(Stored data entries)

........

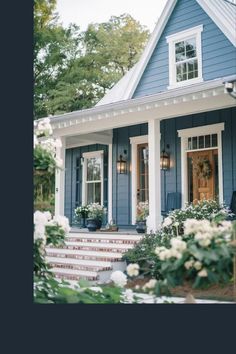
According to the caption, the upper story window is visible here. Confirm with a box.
[166,25,203,89]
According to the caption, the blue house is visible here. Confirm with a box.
[49,0,236,232]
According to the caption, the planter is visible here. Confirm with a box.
[136,220,146,234]
[86,218,97,232]
[86,218,102,232]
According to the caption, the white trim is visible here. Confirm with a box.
[108,144,113,223]
[166,25,203,89]
[197,0,236,47]
[129,135,148,225]
[178,123,225,207]
[178,123,225,138]
[147,119,162,232]
[82,150,104,206]
[54,137,66,216]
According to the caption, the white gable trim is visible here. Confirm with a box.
[197,0,236,47]
[123,0,178,100]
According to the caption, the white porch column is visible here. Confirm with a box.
[55,136,66,216]
[108,143,113,223]
[147,119,162,233]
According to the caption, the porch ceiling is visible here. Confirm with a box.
[65,130,113,148]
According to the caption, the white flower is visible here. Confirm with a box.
[162,217,172,228]
[184,219,212,235]
[198,269,208,277]
[52,215,71,234]
[122,289,134,303]
[194,261,202,270]
[170,237,187,252]
[110,271,127,287]
[198,238,211,247]
[169,249,182,259]
[34,210,48,226]
[44,211,52,221]
[160,248,173,260]
[184,260,194,270]
[34,134,38,148]
[126,263,140,277]
[155,246,167,256]
[89,287,103,293]
[34,224,46,242]
[143,279,157,290]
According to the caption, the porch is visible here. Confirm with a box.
[51,78,236,232]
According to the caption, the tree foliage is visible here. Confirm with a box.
[34,1,150,119]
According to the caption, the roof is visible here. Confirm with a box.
[96,0,236,107]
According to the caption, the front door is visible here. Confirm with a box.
[137,143,149,203]
[187,149,219,203]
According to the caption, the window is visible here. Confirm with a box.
[166,25,203,89]
[82,151,104,205]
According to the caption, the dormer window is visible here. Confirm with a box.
[166,25,203,89]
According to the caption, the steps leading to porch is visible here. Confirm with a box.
[46,231,142,284]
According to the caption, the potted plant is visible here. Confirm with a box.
[86,203,106,232]
[74,205,90,228]
[136,201,149,234]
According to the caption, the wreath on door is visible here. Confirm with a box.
[194,157,212,180]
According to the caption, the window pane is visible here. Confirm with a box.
[199,136,204,149]
[212,134,218,147]
[87,157,101,181]
[176,62,187,82]
[192,137,198,150]
[175,41,185,62]
[87,182,101,204]
[185,38,196,58]
[205,135,211,148]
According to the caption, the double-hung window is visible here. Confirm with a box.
[82,151,104,205]
[166,25,203,89]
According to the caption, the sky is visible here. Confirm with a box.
[56,0,168,32]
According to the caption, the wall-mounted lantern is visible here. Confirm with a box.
[117,150,127,174]
[160,146,170,170]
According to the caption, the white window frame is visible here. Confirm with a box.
[177,123,224,208]
[166,25,203,89]
[130,135,148,225]
[82,150,104,206]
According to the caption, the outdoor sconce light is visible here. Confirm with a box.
[143,147,149,165]
[117,150,127,174]
[223,78,236,99]
[160,145,170,170]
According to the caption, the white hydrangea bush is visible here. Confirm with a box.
[155,219,234,288]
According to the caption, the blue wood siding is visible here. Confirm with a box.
[64,144,108,224]
[160,107,236,213]
[133,0,236,98]
[112,124,148,226]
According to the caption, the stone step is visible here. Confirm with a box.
[46,256,112,271]
[46,248,124,261]
[51,267,99,281]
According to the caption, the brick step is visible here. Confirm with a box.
[46,256,112,272]
[66,233,142,244]
[46,248,123,262]
[51,267,99,281]
[64,241,133,252]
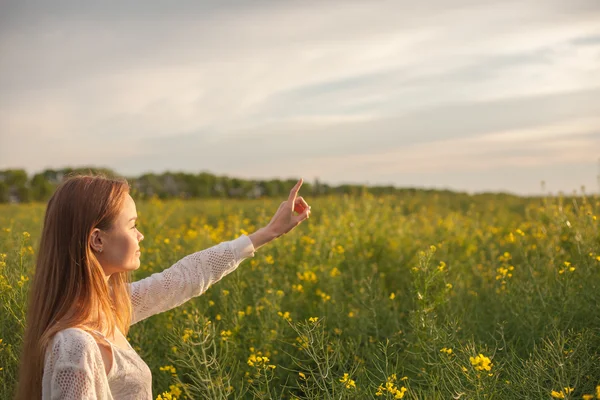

........

How to complete this task:
An exact copy of the data is required, with the pictures excluded.

Expected output:
According to the caption, the upper story window is visible here. Confirm with a box.
[166,25,203,89]
According to the caption, the blue house is visible here. Confirm with a box.
[49,0,236,232]
According to the caption, the planter is visible here. Confirm with a box.
[136,220,146,234]
[86,218,97,232]
[86,218,102,232]
According to the caption, the white trim is visible here. Confirm with a box.
[108,144,113,223]
[166,25,203,89]
[197,0,236,47]
[129,135,148,225]
[178,123,225,207]
[178,123,225,138]
[147,119,162,232]
[82,150,104,206]
[54,137,66,216]
According to the caption, the white gable trim is visible here. Confirm with a box.
[197,0,236,47]
[123,0,178,100]
According to the caption, the white porch column is visible here. Confirm with a box.
[55,136,66,216]
[108,143,113,223]
[147,119,162,233]
According to the caption, the porch ceiling is visible here. Confirm with a box.
[65,130,113,148]
According to the caption, the white flower is visible here. Confirm with a box.
[162,217,172,228]
[184,219,212,235]
[198,269,208,277]
[52,215,71,234]
[122,289,134,303]
[194,261,202,270]
[170,237,187,252]
[110,271,127,287]
[198,238,211,247]
[169,249,182,259]
[34,210,48,226]
[44,211,52,221]
[160,248,173,260]
[184,260,194,270]
[34,134,38,148]
[126,263,140,277]
[155,246,167,256]
[89,287,103,293]
[34,224,46,242]
[143,279,157,290]
According to the caption, the porch is visible here. Confirm with a box.
[51,78,236,232]
According to the caption, the tree foliage is visible here. Confirm with a box.
[34,1,150,119]
According to the caption, the roof is visible here. Confirm with a box.
[96,0,236,107]
According to the caption, the front door is visible here. Confirm with a box.
[137,143,149,203]
[187,149,219,203]
According to the caption, the window is visible here. Confirm with a box.
[166,25,203,89]
[82,151,104,205]
According to the caption, the dormer window is visible here. Confirm with a box.
[166,25,203,89]
According to the caption, the steps leading to porch is visible here. Confirm with a box.
[46,231,142,284]
According to the caption, the potted plant is visible here. Confirm with a box.
[86,203,106,232]
[74,205,90,228]
[136,201,149,234]
According to the caption, the wreath on door is visible here. Confirm with a box.
[194,157,212,180]
According to the caption, the window pane is visible here. Confirm with a box.
[199,136,204,149]
[212,134,218,147]
[87,157,101,181]
[176,62,187,82]
[192,137,198,150]
[175,41,185,62]
[87,182,101,204]
[185,38,196,58]
[205,135,211,148]
According to the caption, the double-hung window is visible here. Confirm with a box.
[82,151,104,205]
[166,25,203,89]
According to the caption, the sky is visible here. Confirm with a box.
[56,0,168,32]
According to the caption, the wall-mounted lantern is visible here. Confirm with a box.
[117,150,127,174]
[160,146,170,170]
According to the caption, the white window frame is visible here. Confirm with a box.
[177,123,224,208]
[166,25,203,89]
[130,135,148,225]
[82,150,104,206]
According to the caption, the outdoor sconce light is visible here. Confirm with a box.
[143,147,149,165]
[117,150,127,174]
[223,78,236,99]
[160,145,170,170]
According to the caption, the white hydrangea bush is visible here. Confirm with a box.
[155,219,234,288]
According to the caption, the blue wood siding is visible here. Confirm with a box.
[64,144,108,224]
[160,107,236,213]
[133,0,236,98]
[112,124,148,226]
According to the caption, the stone step is visible here. Confirm with a box.
[46,256,112,271]
[46,248,124,261]
[51,267,99,281]
According to the caption, the brick step is visible here. Confirm with a box.
[46,256,112,272]
[66,233,142,244]
[46,248,123,262]
[51,267,99,281]
[64,241,133,252]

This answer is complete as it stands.